• [Written exercise] Show every line of the material below that contains the word "window".

• [Records supplied]

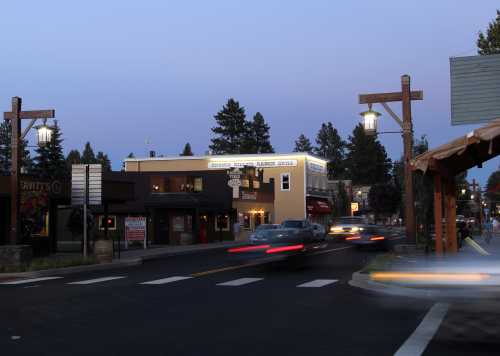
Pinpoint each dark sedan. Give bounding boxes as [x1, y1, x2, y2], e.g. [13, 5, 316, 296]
[345, 225, 401, 250]
[228, 220, 326, 257]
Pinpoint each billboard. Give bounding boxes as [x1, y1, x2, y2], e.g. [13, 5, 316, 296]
[450, 54, 500, 125]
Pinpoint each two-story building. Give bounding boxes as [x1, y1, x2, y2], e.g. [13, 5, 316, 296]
[125, 153, 331, 225]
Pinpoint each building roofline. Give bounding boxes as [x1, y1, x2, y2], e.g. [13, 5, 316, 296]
[124, 152, 328, 163]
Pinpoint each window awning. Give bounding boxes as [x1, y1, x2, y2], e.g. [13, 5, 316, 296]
[307, 197, 332, 215]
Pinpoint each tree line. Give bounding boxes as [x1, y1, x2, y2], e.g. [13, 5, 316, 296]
[0, 121, 111, 179]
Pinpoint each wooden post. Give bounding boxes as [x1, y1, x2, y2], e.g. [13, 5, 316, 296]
[445, 177, 458, 253]
[434, 174, 443, 256]
[10, 96, 21, 245]
[401, 75, 417, 244]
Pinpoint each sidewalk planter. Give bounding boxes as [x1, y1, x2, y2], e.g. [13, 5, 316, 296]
[94, 239, 113, 263]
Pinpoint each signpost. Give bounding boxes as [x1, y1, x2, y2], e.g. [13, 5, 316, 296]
[125, 216, 147, 249]
[71, 164, 102, 257]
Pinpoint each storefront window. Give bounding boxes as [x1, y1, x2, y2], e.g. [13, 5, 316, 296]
[243, 213, 251, 230]
[215, 215, 229, 231]
[281, 173, 290, 191]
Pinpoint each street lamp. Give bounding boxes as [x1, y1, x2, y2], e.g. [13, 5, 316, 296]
[360, 104, 381, 136]
[35, 123, 54, 146]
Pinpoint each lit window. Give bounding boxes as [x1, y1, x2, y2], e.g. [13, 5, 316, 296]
[281, 173, 290, 191]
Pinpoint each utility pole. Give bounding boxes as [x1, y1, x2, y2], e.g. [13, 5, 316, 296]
[3, 96, 55, 245]
[359, 74, 424, 244]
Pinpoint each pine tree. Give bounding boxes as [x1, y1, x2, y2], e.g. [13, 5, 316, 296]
[314, 122, 346, 179]
[209, 98, 248, 154]
[34, 122, 69, 179]
[293, 134, 313, 153]
[95, 151, 111, 172]
[345, 124, 391, 185]
[66, 150, 82, 172]
[242, 112, 274, 153]
[0, 120, 33, 175]
[476, 10, 500, 55]
[179, 142, 193, 156]
[82, 142, 96, 164]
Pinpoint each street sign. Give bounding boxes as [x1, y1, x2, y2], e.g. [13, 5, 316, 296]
[71, 164, 102, 206]
[450, 54, 500, 125]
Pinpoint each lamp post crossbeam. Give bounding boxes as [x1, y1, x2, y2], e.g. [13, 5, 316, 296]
[381, 102, 403, 127]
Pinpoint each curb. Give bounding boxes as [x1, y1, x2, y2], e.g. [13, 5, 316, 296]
[0, 242, 245, 278]
[0, 258, 142, 278]
[348, 271, 500, 301]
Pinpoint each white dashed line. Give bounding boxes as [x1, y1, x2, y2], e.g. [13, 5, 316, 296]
[68, 276, 125, 284]
[141, 276, 193, 284]
[297, 279, 338, 288]
[394, 303, 449, 356]
[217, 278, 264, 287]
[0, 277, 63, 285]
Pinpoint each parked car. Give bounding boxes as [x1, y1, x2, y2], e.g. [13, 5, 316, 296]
[328, 216, 367, 240]
[311, 223, 326, 240]
[345, 225, 402, 250]
[228, 219, 326, 258]
[249, 224, 281, 243]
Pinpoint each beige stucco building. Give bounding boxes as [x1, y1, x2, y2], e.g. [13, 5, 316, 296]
[125, 153, 331, 223]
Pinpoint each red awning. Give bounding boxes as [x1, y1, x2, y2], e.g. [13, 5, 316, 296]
[307, 198, 332, 215]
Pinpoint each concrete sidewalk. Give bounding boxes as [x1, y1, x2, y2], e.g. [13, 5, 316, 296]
[113, 241, 246, 261]
[0, 241, 246, 281]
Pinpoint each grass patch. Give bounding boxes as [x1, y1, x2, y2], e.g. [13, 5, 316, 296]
[361, 252, 396, 273]
[0, 256, 97, 273]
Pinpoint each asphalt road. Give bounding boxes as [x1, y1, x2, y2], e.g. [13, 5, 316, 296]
[0, 244, 500, 356]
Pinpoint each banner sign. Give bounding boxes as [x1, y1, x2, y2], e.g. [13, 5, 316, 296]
[125, 216, 146, 241]
[208, 159, 297, 169]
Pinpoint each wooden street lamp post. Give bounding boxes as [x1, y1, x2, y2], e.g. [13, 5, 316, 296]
[359, 75, 424, 244]
[3, 96, 55, 245]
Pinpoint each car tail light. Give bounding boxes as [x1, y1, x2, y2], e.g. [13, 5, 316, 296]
[345, 236, 361, 240]
[227, 245, 271, 253]
[266, 244, 304, 253]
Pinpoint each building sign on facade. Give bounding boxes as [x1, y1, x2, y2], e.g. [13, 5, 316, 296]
[208, 159, 297, 169]
[125, 216, 146, 248]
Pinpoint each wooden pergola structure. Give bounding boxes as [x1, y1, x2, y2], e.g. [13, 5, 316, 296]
[412, 118, 500, 255]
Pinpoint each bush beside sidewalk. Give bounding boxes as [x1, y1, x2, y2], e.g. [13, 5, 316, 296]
[0, 241, 245, 280]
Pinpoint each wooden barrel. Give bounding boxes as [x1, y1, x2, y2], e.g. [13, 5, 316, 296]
[94, 240, 113, 263]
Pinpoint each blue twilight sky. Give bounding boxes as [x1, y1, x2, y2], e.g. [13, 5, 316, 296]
[0, 0, 500, 183]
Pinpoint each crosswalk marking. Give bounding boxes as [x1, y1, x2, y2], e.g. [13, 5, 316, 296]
[0, 277, 63, 285]
[217, 278, 264, 287]
[297, 279, 338, 288]
[68, 276, 125, 284]
[141, 276, 193, 284]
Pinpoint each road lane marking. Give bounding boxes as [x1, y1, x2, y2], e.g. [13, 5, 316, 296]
[217, 278, 264, 287]
[394, 303, 449, 356]
[0, 277, 63, 285]
[140, 276, 193, 284]
[68, 276, 126, 284]
[297, 279, 339, 288]
[311, 246, 354, 255]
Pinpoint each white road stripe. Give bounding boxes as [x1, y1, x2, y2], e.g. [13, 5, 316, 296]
[297, 279, 338, 288]
[141, 276, 193, 284]
[394, 303, 449, 356]
[217, 278, 264, 287]
[0, 277, 63, 285]
[68, 276, 125, 284]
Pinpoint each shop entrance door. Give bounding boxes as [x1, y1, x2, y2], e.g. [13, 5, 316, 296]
[155, 211, 170, 245]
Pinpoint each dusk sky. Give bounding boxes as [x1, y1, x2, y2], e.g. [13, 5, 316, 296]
[0, 0, 500, 183]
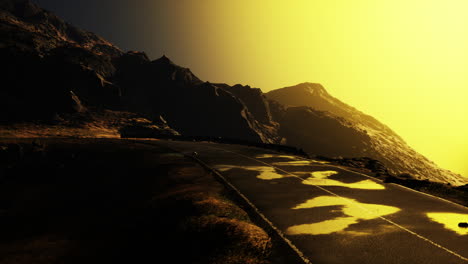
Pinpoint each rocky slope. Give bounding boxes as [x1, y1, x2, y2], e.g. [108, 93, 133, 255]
[266, 83, 467, 185]
[0, 0, 276, 142]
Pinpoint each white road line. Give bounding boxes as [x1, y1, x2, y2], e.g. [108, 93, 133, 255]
[207, 146, 468, 262]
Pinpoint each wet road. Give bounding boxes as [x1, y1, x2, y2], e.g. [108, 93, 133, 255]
[148, 141, 468, 264]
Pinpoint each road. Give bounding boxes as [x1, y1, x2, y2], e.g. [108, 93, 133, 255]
[146, 141, 468, 264]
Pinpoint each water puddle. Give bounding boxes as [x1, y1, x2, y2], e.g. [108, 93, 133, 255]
[302, 171, 385, 190]
[215, 165, 287, 180]
[159, 152, 184, 158]
[426, 213, 468, 235]
[286, 196, 400, 235]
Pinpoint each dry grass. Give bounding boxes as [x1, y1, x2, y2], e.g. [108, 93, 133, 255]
[0, 139, 271, 264]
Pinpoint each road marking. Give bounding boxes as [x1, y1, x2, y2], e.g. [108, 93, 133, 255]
[206, 146, 468, 262]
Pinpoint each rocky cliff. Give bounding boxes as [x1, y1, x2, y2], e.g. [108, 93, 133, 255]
[266, 83, 467, 185]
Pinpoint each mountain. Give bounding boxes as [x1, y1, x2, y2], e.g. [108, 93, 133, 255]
[266, 83, 466, 185]
[0, 0, 466, 184]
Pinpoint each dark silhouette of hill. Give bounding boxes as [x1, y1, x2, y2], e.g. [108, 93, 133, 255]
[0, 0, 466, 184]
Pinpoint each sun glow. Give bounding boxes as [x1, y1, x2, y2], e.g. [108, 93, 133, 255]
[158, 0, 468, 175]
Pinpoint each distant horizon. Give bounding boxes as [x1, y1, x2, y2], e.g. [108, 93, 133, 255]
[33, 0, 468, 177]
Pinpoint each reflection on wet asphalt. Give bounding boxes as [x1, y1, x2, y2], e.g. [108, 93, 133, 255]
[426, 213, 468, 235]
[302, 171, 385, 190]
[255, 154, 330, 166]
[286, 196, 400, 235]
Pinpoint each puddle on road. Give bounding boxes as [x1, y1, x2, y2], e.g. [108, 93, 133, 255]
[426, 213, 468, 235]
[302, 171, 385, 190]
[215, 165, 288, 180]
[255, 154, 330, 166]
[159, 152, 184, 158]
[286, 196, 400, 235]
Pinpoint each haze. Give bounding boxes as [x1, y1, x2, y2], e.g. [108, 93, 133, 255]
[36, 0, 468, 176]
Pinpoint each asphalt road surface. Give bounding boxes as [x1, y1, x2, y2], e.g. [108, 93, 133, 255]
[151, 140, 468, 264]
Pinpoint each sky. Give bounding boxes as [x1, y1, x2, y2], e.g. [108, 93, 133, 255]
[35, 0, 468, 177]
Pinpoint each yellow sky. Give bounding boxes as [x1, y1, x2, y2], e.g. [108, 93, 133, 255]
[158, 0, 468, 176]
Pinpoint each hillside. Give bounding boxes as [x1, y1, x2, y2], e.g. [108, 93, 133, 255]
[266, 83, 466, 185]
[0, 0, 466, 185]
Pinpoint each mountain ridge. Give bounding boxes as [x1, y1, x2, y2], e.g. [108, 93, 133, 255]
[0, 0, 466, 184]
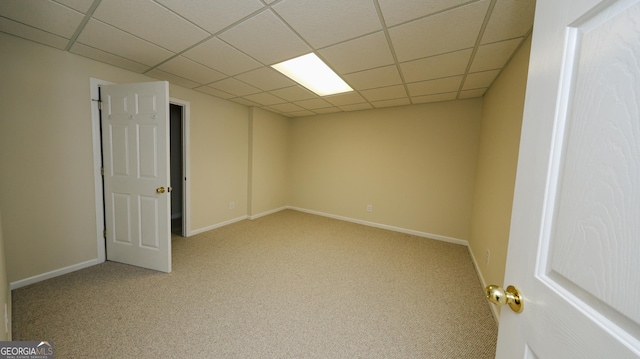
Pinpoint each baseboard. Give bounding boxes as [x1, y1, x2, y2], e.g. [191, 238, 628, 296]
[9, 258, 103, 290]
[468, 246, 500, 324]
[287, 206, 469, 247]
[187, 216, 249, 237]
[249, 206, 289, 220]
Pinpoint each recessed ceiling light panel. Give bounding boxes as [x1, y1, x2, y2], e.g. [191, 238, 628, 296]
[271, 53, 353, 96]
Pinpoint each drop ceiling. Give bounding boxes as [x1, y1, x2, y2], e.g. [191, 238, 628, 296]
[0, 0, 535, 117]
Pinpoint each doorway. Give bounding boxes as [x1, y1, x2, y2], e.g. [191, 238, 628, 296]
[169, 102, 186, 237]
[89, 78, 191, 263]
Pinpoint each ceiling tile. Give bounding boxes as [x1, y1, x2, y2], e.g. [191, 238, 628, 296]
[0, 17, 69, 50]
[371, 98, 411, 108]
[411, 91, 458, 104]
[93, 0, 209, 52]
[389, 0, 489, 62]
[244, 92, 286, 106]
[481, 0, 536, 44]
[295, 98, 333, 110]
[470, 39, 522, 72]
[324, 92, 367, 106]
[209, 77, 262, 96]
[230, 97, 260, 107]
[236, 67, 295, 91]
[156, 0, 264, 34]
[182, 38, 262, 76]
[274, 0, 382, 48]
[282, 110, 316, 117]
[407, 76, 462, 97]
[343, 65, 402, 90]
[313, 107, 342, 114]
[462, 70, 500, 90]
[270, 85, 317, 101]
[360, 85, 407, 101]
[69, 42, 149, 73]
[458, 89, 487, 100]
[158, 56, 227, 84]
[219, 11, 311, 65]
[378, 0, 475, 26]
[145, 69, 200, 88]
[340, 102, 373, 111]
[77, 19, 174, 66]
[0, 0, 84, 39]
[194, 86, 236, 100]
[269, 103, 305, 112]
[400, 49, 472, 82]
[55, 0, 93, 14]
[319, 32, 394, 73]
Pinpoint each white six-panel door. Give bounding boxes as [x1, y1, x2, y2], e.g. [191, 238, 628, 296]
[100, 81, 171, 272]
[497, 0, 640, 359]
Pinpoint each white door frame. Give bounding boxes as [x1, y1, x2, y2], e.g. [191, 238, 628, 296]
[89, 77, 191, 263]
[169, 97, 191, 237]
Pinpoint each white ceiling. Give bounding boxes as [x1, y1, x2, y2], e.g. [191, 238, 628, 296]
[0, 0, 535, 117]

• [Answer for this exercise]
Pinpoint each window awning. Give bounding boxes as [x1, y1, x2, y2], e.g. [13, 5, 316, 296]
Pinpoint each storefront window. Give bounding boxes as [x1, y1, x2, y2], e.g. [13, 5, 316, 296]
Pinpoint each lit window. Give bounding boxes as [x1, y1, x2, y2], e.g. [13, 5, 316, 296]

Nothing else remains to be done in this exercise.